§ What the exercise asks
Pick out each line in the items below that contains the string "grep", and copy those lines.

§ Data
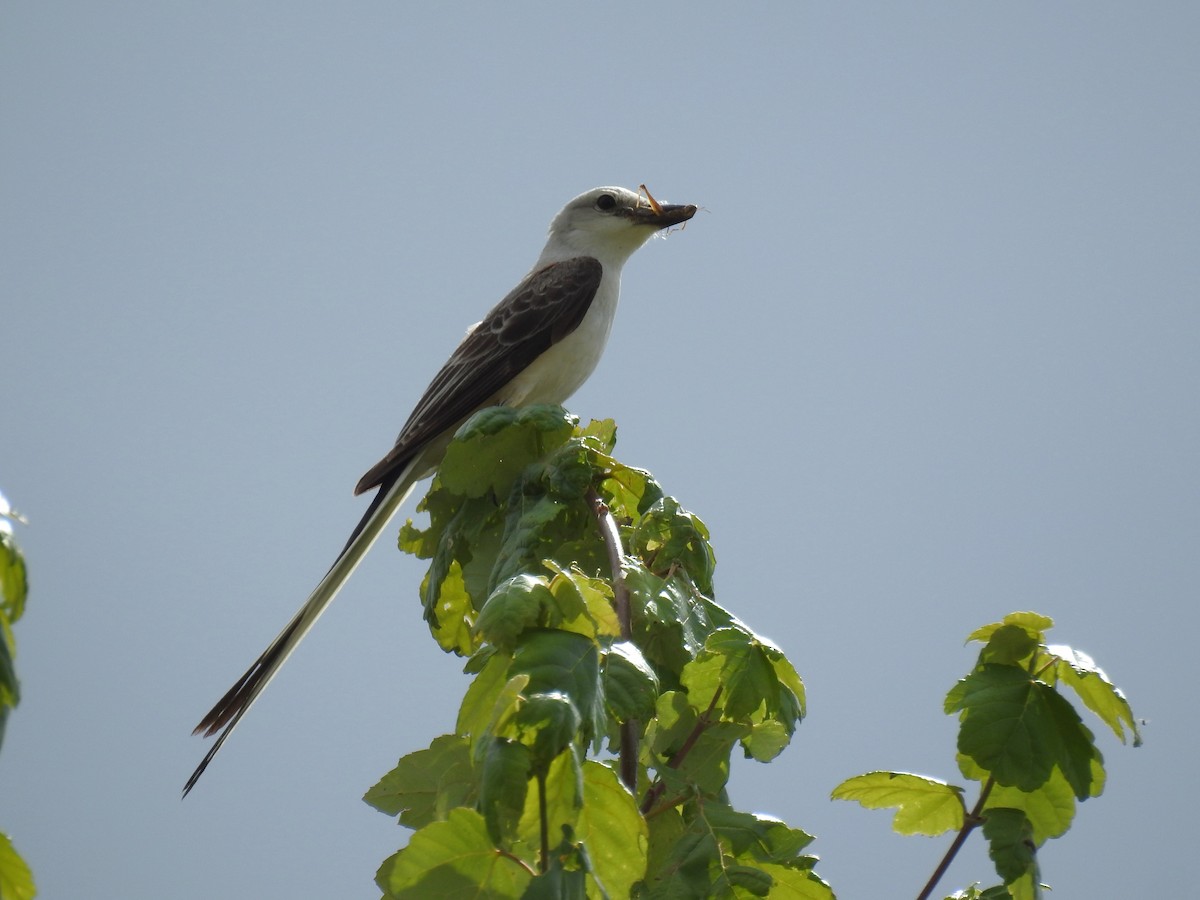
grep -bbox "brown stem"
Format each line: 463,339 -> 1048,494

---

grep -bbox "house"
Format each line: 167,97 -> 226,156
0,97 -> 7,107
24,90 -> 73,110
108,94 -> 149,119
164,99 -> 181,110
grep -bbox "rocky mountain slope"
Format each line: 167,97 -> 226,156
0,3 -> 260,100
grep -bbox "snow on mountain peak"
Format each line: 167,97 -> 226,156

* * *

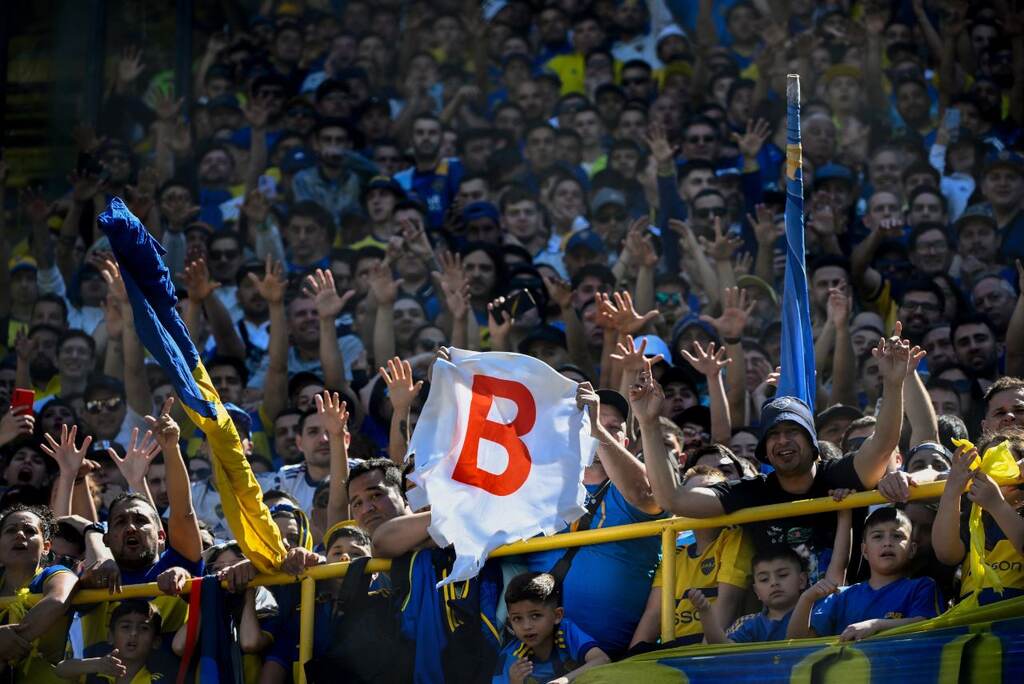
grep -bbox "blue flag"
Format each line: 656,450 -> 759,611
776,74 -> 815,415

§ Task solution
grep -bbox "brown stem"
grep -bbox "house"
grep -bbox "rocky mountain slope"
grep -bbox "snow on mountain peak"
grep -bbox "blue flag"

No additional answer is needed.